*Task prompt*
Please put each line of the records from the one containing "Target: cobblestone pavement" through the one containing "column 150, row 251", both included, into a numbered list, omitting any blank lines.

*Material provided*
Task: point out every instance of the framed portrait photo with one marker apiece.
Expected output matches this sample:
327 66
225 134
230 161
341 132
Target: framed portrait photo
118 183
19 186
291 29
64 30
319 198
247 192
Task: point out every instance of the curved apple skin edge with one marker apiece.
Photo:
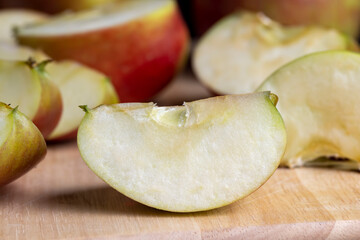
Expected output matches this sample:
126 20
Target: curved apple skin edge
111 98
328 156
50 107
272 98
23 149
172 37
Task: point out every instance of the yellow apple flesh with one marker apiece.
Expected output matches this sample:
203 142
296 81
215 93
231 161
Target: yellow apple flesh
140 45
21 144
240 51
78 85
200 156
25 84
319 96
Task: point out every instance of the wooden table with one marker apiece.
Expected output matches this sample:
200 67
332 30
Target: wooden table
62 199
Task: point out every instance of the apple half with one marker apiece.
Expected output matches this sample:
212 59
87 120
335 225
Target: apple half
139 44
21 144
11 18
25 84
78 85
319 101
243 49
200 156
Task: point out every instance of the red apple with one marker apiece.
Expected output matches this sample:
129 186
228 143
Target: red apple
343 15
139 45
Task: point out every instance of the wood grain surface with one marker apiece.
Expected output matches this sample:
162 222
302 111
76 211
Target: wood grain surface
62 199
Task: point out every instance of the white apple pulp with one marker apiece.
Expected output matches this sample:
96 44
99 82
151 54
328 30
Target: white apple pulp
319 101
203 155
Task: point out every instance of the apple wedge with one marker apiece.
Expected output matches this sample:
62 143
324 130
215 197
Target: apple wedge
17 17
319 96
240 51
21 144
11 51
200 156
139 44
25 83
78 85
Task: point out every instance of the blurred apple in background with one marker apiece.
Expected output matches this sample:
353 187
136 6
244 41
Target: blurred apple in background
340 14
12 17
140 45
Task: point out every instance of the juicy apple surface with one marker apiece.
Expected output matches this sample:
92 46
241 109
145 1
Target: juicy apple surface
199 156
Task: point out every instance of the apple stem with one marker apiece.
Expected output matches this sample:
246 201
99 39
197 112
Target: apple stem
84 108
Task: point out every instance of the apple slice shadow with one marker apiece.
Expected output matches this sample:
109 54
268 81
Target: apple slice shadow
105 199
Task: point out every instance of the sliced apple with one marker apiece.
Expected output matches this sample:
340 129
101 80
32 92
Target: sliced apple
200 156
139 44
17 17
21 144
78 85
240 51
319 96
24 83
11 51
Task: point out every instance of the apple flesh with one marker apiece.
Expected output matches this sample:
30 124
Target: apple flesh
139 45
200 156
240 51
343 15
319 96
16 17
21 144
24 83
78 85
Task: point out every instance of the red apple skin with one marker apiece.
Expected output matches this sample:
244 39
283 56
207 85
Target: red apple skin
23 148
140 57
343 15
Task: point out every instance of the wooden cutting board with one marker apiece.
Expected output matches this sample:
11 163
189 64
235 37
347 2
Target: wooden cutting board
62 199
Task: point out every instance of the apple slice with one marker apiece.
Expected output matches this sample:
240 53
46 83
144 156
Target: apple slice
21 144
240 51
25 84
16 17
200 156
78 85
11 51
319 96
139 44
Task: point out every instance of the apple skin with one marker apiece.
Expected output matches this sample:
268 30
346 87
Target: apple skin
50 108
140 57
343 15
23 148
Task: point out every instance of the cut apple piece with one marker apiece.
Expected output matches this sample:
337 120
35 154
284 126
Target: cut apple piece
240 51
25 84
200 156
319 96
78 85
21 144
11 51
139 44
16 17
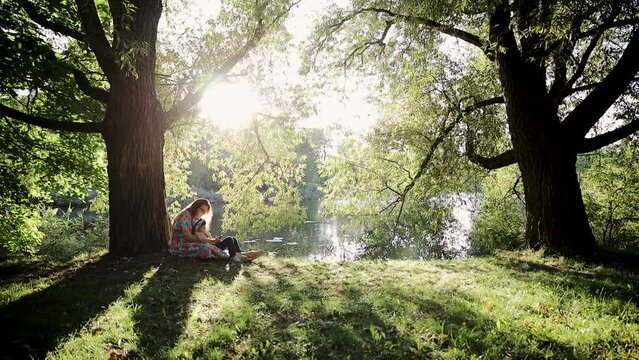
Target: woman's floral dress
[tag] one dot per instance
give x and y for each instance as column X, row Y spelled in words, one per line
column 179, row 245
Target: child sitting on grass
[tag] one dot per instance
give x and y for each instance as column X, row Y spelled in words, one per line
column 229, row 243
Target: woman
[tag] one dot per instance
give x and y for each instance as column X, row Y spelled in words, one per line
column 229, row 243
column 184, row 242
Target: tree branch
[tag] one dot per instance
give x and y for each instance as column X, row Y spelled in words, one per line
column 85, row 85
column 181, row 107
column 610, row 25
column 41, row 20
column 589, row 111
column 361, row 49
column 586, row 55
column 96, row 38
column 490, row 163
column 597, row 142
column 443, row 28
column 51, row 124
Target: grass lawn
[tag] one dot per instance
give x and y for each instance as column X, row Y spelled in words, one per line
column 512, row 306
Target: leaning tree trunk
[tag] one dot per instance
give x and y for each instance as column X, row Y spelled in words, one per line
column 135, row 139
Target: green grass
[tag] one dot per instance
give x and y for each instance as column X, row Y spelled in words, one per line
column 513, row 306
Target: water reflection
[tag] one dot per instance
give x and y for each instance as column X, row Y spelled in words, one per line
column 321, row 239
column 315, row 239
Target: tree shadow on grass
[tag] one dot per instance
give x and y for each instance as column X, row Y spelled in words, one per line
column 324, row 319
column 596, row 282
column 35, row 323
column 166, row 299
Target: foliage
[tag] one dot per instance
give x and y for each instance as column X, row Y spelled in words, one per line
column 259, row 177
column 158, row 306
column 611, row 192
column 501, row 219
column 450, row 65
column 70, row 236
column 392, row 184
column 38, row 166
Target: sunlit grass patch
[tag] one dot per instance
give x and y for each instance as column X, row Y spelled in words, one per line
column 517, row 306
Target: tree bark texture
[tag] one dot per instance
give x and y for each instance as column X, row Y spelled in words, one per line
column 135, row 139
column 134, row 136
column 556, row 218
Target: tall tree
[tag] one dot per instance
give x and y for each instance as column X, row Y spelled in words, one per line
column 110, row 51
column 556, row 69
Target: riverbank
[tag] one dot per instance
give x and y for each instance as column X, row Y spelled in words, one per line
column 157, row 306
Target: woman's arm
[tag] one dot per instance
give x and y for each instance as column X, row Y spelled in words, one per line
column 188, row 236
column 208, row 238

---

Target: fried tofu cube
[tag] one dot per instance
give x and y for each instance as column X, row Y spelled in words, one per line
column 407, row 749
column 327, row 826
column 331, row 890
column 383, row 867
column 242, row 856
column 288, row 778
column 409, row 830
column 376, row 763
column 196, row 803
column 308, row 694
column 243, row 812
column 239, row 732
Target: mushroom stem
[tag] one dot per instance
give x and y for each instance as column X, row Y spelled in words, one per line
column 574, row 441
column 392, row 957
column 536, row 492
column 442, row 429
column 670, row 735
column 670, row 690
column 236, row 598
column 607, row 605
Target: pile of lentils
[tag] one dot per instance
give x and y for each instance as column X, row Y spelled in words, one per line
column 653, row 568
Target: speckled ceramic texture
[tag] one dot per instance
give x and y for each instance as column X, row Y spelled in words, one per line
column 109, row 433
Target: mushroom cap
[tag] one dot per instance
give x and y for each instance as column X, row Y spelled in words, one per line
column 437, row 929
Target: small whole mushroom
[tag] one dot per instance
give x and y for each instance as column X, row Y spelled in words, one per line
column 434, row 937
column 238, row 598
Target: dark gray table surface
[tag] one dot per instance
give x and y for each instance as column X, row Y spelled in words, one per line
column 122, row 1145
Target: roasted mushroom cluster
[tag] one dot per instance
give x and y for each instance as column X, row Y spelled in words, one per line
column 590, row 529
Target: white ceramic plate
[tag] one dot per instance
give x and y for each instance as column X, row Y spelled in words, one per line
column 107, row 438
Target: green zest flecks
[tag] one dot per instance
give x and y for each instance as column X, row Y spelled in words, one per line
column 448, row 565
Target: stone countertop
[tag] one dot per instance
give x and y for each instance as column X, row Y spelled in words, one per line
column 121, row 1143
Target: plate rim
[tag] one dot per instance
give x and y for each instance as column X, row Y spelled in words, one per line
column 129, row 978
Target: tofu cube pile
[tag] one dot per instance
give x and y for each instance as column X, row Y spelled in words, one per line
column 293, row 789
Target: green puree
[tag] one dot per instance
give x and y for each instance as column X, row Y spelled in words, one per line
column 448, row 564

* * *

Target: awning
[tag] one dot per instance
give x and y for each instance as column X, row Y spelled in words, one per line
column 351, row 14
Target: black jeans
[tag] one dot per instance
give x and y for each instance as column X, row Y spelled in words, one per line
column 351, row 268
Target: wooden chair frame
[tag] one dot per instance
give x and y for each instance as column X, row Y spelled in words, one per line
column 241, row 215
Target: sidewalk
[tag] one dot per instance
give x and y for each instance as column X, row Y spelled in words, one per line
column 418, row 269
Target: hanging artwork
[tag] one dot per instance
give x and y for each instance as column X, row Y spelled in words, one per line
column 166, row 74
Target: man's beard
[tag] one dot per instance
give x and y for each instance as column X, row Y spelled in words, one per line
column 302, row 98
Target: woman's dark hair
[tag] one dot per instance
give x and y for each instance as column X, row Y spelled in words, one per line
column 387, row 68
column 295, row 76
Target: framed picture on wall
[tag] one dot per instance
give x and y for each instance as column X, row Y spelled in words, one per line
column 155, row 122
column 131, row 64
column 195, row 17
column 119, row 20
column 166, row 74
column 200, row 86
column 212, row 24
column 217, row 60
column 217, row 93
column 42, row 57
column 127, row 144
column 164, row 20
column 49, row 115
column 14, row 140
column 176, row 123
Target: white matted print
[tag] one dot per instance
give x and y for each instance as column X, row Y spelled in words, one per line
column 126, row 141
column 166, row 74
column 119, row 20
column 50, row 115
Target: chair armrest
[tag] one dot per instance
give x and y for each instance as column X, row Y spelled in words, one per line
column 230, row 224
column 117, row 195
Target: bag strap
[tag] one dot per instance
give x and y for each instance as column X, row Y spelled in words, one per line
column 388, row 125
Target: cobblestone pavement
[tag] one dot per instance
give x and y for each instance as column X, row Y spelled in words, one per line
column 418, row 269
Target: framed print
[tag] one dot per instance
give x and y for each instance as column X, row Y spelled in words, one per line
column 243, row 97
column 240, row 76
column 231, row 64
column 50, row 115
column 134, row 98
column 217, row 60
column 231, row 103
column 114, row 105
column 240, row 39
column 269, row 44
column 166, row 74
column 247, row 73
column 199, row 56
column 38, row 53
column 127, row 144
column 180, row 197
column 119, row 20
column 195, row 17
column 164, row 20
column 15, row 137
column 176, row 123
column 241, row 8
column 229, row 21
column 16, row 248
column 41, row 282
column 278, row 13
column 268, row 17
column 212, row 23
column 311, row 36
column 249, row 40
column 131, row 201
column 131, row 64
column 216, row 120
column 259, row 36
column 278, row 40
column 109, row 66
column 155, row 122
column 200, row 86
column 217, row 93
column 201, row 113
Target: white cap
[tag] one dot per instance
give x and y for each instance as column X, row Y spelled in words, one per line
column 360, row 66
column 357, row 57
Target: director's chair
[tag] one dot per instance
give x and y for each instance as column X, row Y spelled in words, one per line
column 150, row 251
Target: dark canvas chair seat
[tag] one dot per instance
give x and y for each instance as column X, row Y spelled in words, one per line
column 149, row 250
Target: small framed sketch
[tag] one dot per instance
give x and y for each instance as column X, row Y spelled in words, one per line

*Response below*
1. Target: cobblestone pavement
2. [tag] one dot per instance
3. give x and y for each instance as column X, row Y spelled in words, one per line
4. column 418, row 269
5. Target: framed print
6. [tag] one dot per instance
7. give x and y for each instance as column X, row Y spelled in words, one per line
8. column 243, row 97
9. column 240, row 76
10. column 231, row 64
11. column 50, row 115
12. column 134, row 98
13. column 217, row 60
14. column 231, row 103
15. column 114, row 105
16. column 240, row 39
17. column 269, row 44
18. column 166, row 74
19. column 247, row 73
20. column 199, row 56
21. column 38, row 53
22. column 127, row 144
23. column 180, row 197
24. column 119, row 20
25. column 195, row 17
26. column 164, row 20
27. column 15, row 137
28. column 176, row 123
29. column 241, row 8
30. column 229, row 21
31. column 16, row 248
32. column 41, row 282
33. column 278, row 13
34. column 268, row 17
35. column 212, row 23
36. column 311, row 36
37. column 249, row 40
38. column 131, row 201
39. column 131, row 64
40. column 216, row 120
41. column 259, row 36
42. column 278, row 40
43. column 109, row 66
44. column 155, row 122
45. column 200, row 86
46. column 217, row 93
47. column 201, row 113
48. Target: white cap
49. [tag] one dot per instance
50. give x and y for each instance as column X, row Y spelled in words, one per line
51. column 360, row 66
52. column 357, row 57
53. Target: director's chair
54. [tag] one dot per instance
55. give x and y for each instance as column X, row Y spelled in words, one per line
56. column 150, row 251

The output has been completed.